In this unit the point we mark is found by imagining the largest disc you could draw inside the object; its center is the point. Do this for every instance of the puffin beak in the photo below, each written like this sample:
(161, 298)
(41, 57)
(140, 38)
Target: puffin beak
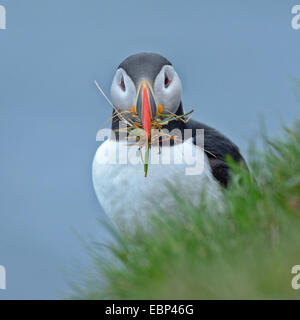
(146, 107)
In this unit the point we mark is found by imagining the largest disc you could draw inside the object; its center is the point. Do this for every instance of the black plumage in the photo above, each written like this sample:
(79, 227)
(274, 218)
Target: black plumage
(216, 145)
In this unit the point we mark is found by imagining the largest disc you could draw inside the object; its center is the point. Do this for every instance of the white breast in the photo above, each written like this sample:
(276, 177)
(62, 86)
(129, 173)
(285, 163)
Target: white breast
(127, 196)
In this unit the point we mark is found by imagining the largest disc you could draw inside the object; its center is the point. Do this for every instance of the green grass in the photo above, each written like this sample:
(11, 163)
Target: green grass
(245, 250)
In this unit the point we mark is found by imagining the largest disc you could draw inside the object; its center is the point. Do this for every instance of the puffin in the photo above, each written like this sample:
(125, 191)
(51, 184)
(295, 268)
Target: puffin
(147, 90)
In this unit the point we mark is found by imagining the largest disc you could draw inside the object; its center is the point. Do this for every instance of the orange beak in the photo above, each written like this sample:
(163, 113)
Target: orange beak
(146, 106)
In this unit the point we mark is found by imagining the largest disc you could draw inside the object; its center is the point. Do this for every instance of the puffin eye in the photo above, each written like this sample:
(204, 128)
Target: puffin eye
(167, 81)
(122, 84)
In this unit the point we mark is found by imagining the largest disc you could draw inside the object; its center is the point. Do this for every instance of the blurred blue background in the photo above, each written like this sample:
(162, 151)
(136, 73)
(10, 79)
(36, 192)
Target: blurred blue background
(236, 60)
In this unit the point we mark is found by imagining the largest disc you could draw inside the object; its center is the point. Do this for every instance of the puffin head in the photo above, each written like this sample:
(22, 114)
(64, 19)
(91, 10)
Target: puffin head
(146, 83)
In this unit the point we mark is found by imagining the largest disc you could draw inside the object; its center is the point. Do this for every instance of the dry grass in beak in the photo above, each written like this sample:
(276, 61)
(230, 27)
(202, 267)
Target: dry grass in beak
(134, 128)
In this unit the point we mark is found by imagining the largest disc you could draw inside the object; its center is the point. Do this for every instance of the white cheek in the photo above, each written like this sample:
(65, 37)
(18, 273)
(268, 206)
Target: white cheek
(123, 99)
(169, 97)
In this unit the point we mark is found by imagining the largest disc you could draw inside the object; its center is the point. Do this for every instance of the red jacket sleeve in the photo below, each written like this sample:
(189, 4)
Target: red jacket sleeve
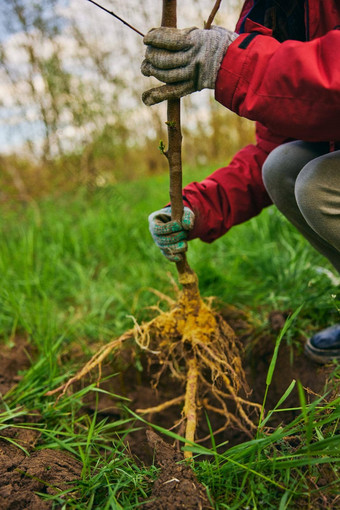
(232, 194)
(293, 88)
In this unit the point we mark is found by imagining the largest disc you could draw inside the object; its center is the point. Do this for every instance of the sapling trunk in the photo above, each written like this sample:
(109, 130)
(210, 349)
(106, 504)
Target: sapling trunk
(187, 276)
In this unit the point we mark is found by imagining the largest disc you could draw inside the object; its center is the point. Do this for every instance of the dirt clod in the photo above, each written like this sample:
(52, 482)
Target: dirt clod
(176, 486)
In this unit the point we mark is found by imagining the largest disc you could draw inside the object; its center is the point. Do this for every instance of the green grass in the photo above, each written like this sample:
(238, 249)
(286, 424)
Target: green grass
(74, 268)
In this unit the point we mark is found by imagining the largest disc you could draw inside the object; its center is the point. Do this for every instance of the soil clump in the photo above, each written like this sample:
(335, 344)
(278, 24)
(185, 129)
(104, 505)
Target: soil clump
(25, 470)
(176, 486)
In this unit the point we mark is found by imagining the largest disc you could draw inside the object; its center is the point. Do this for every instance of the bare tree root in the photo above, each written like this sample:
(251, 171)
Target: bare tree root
(194, 345)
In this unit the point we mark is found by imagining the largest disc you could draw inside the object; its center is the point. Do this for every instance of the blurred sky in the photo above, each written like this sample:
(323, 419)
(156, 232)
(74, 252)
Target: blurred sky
(16, 122)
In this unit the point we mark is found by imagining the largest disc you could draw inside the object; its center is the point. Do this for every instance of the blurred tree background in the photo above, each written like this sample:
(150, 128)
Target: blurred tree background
(70, 97)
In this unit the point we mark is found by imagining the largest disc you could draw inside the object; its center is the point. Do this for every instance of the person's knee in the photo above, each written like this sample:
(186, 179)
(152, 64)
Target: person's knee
(313, 190)
(276, 174)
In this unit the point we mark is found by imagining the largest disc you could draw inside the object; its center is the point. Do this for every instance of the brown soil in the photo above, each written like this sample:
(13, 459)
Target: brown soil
(48, 471)
(176, 486)
(24, 469)
(12, 361)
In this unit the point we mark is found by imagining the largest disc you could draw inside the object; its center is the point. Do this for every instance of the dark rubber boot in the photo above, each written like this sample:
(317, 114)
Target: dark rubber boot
(324, 346)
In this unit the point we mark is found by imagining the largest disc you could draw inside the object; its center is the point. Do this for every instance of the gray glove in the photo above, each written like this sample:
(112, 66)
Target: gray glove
(186, 60)
(171, 236)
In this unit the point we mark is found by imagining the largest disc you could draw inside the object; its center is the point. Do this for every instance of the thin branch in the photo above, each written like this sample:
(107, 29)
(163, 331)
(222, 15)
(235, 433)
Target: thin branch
(207, 25)
(117, 17)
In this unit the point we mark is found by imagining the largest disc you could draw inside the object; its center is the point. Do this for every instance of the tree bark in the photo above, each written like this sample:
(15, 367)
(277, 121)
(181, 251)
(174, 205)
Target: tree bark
(187, 276)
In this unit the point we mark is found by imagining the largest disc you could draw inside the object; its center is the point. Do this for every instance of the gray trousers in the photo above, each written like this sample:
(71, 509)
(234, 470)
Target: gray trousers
(303, 181)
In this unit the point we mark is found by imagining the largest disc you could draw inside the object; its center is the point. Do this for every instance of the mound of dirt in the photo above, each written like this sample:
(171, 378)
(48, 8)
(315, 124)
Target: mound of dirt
(176, 486)
(25, 470)
(50, 471)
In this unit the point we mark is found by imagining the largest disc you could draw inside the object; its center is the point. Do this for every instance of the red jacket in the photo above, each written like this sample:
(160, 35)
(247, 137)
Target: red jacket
(290, 88)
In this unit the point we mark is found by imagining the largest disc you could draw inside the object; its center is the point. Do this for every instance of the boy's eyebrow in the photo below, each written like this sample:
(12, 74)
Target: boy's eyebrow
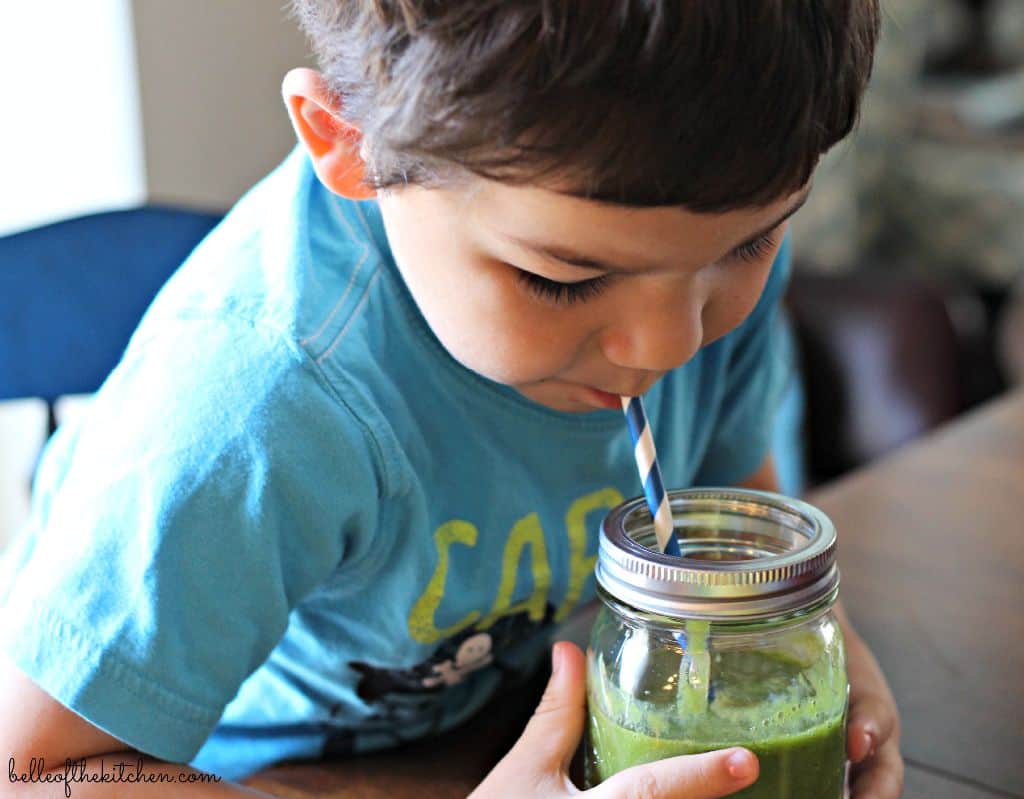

• _DIRECTION_
Please gather every line of the items above that contains the word "knee", and copy each one in full.

• _RESULT OF THE EXERCISE_
In this unit the point we mark is found by imagining the largest disc you could draw inside the object; its center is the point. Do this for every instance of the person's knee in the photo above, each written like this sample:
Target: person's knee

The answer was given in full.